## Exercise details
Each line below should be restated exactly, with nothing dropped.

[Records supplied Boundary: Start]

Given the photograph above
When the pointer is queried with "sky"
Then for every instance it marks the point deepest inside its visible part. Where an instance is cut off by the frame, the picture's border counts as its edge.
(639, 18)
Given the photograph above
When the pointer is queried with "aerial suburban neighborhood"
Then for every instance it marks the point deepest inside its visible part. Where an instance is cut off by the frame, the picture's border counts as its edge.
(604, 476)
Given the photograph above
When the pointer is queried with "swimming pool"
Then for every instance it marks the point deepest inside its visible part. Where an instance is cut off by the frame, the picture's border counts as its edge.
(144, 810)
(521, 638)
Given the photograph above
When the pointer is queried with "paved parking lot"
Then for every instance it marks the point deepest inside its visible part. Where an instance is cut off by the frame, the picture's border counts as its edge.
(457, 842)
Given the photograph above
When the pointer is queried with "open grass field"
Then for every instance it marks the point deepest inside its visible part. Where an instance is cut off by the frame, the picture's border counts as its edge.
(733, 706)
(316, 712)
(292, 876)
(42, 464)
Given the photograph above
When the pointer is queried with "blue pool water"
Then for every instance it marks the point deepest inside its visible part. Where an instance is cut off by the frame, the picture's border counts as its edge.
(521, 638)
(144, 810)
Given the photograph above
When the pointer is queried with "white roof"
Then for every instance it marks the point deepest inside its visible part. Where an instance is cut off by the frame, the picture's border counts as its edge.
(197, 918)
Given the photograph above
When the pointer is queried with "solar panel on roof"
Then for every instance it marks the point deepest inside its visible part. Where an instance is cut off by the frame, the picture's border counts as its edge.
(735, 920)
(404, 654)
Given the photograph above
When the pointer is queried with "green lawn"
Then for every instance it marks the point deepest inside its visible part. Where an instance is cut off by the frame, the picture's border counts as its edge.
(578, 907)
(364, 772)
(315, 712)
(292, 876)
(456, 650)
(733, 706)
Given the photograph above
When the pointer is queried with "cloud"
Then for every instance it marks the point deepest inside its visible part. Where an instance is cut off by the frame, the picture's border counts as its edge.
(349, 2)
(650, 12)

[Records supplied Boundary: End]

## Exercise output
Given the photograph above
When the pointer is queried with "sky"
Then for every instance it marks the point deepest inside its visible part. Where an instance is cut off by the frame, the picture's border counts as its edge.
(639, 18)
Given the photograph above
When the pointer is queried with "aerial suburban neighborhood"
Then for every instance it marks the point deepest inside its visible part. Where an instance is cut off by the frame, the picture's border counts as its edge.
(604, 476)
Given the photograph above
When the pointer is queried with "swimming pool"
Then for every instance it marks the point deepest inside its visible part. Where an instance is cut off by the frame, the picture's border counts as its edge.
(144, 810)
(521, 638)
Given the photograph above
When the pointer is queried with "paved parking lot"
Then for every instance it marks the point deepest inside its visible part. Where an instance is cut off by the frame, the picture's border counts as its edge.
(457, 842)
Given the photograph above
When the pointer is queried with "open grass field"
Then for every instance it marks the point deepest inside its visible part. Where an instance is cut off by the frame, the picture's border counts as its edge.
(733, 706)
(316, 712)
(292, 876)
(42, 464)
Given the photograph above
When the pointer is queried with "blue pool water"
Then for every instance it marks the point deepest inside its visible part. Where an instance is cut off by the frame, the picture's border counts as its edge.
(521, 638)
(144, 810)
Given the photograph above
When the pointer is queried with "white roof"
Then for every instance it marks the point deepest inside its visible part. Where an instance is cut off by the frame, the picture's border counts as its edge.
(197, 918)
Given the photograph above
When the pointer is queried with "solar panel on roof"
Then for every instance it marks the point deepest inside its visible part. Where an instance is cut off by the frame, the picture's border counts as its edge.
(735, 920)
(404, 654)
Given the photograph above
When the pointer is queried with "green lawn"
Then for every instance it marks the point deepest inside its visible part. Where an instance is cut off by the frame, the picture's border counts as its edge.
(578, 907)
(364, 772)
(315, 712)
(292, 876)
(456, 650)
(733, 706)
Given the photograph above
When the pointer is queried with "cloud"
Then for every instance it marks the point deepest inside its visible part. Where an instance is cut off by the frame, the picture's border counts as its edge.
(349, 2)
(650, 12)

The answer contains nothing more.